> _What you have to do_: Exact copies of all the entries are required, and no pictures should appear in them.

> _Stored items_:
-- Opening Marker --

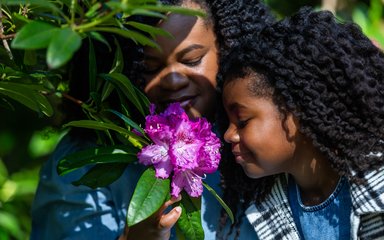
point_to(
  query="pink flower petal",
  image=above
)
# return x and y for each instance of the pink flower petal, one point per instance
(153, 154)
(163, 168)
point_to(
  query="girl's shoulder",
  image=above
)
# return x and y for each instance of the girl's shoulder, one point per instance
(368, 197)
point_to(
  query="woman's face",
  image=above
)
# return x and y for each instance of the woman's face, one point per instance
(186, 67)
(262, 142)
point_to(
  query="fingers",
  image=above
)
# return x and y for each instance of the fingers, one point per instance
(168, 220)
(169, 203)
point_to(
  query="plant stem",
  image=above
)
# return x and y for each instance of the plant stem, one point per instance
(5, 43)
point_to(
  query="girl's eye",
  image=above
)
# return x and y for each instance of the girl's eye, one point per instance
(242, 123)
(192, 62)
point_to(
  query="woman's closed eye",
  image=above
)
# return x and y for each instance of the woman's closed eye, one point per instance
(192, 62)
(150, 68)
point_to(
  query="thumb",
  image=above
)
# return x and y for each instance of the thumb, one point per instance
(168, 220)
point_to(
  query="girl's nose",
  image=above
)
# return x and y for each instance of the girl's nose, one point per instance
(231, 135)
(174, 81)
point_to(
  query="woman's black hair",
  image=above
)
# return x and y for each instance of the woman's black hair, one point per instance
(331, 77)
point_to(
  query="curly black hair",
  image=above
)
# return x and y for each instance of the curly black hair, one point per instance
(233, 22)
(331, 77)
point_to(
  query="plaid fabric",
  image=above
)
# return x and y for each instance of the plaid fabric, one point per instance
(273, 219)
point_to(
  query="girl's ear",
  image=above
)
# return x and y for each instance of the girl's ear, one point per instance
(291, 126)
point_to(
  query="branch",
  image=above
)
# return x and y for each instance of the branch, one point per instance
(4, 40)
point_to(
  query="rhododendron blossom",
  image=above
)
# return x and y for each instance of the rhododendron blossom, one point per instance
(183, 148)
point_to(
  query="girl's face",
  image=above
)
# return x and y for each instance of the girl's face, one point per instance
(185, 69)
(262, 142)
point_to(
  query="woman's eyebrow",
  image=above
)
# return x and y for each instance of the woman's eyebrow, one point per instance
(189, 48)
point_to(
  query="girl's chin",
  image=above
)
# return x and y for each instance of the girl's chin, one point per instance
(251, 172)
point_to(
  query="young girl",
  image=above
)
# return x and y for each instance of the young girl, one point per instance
(184, 71)
(305, 102)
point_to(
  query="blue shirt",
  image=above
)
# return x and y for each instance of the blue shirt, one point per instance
(63, 211)
(327, 220)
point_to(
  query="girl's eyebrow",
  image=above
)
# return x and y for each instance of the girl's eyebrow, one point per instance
(188, 49)
(235, 106)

-- Closing Marker --

> _Exercise solution_:
point_to(
  query="pink flower petal",
  image=above
)
# return x and y for each instance of the pink flower petal, one point per instance
(153, 154)
(163, 168)
point_to(
  query="girl's shoulder",
  image=above
)
# return x and y for each instance of the girl's shoulder, one point per instance
(368, 197)
point_to(
  query="woman's face",
  image=above
)
# return x and y for each instance of the woman's face, one point per instance
(186, 67)
(262, 142)
point_to(
  query="fingers",
  image=above
)
# return x and y for each instance of the fingers, one point per instance
(168, 220)
(169, 203)
point_to(
  query="plant stem",
  image=above
)
# return x and y for each instance of the plant stem, one point per instance
(5, 43)
point_to(
  query="girl's eye",
  image=above
)
# return x and y for each instance of the girl's eye, one point per instance
(242, 123)
(192, 62)
point_to(
  query="woman's closed eye",
  image=above
)
# return x and y for each instance of the woman's closed eye, one point per instance
(192, 62)
(150, 68)
point_to(
  query="thumb",
  image=above
)
# return x and y for each instance of the thumb, one point per instance
(168, 220)
point_to(
  query="girl's nose",
  image=above
)
# return x and y for each instance of the girl's nose, one point per instance
(231, 135)
(174, 81)
point_to(
  query="woman's black hair",
  image=above
)
# return x and y for each instance of the woman's black hair, one point per instance
(331, 77)
point_to(
  query="curly black hair",
  image=above
)
# return x and y for each instance of the curly black hair, one point per instance
(233, 22)
(331, 77)
point_to(
  query="plaid fabric",
  image=above
)
# return x and y for each instance of the plaid fabric, one point per instance
(273, 219)
point_to(
  query="girl's ear",
  image=above
)
# return x and y for each instance of the girl's ear, one point per instance
(291, 126)
point_to(
  query="branch",
  image=above
)
# return x and y for each instance of the branch, one point per instance
(4, 40)
point_to(
  query="rhododendron blossom",
  image=above
)
# return x and y for each instance of the rhododendron blossom, one point per instance
(183, 148)
point_to(
  query="girl's face",
  image=above
)
# return x and y for each instance of the girl's face, one point per instance
(185, 69)
(262, 142)
point_to(
  query="woman's eyebrow",
  image=above
)
# return x and y for each instance of the woman's eyebrow, one point per instance
(189, 48)
point_to(
  query="girl's chin",
  image=above
)
# return x and y for each instance of the girl's chin, one point per instance
(251, 172)
point_to(
  query="young girl",
  image=above
)
# return x and y for each instance of the young girl, one point per instance
(184, 71)
(305, 102)
point_to(
  query="blue shirt",
  image=above
)
# return x and y for each instance of the blue shirt, one point per instance
(63, 211)
(327, 220)
point_to(
  query="girl's eyebrow",
  image=above
)
# return x and y for each instance of the girl's eyebrow, one point per instance
(188, 49)
(235, 106)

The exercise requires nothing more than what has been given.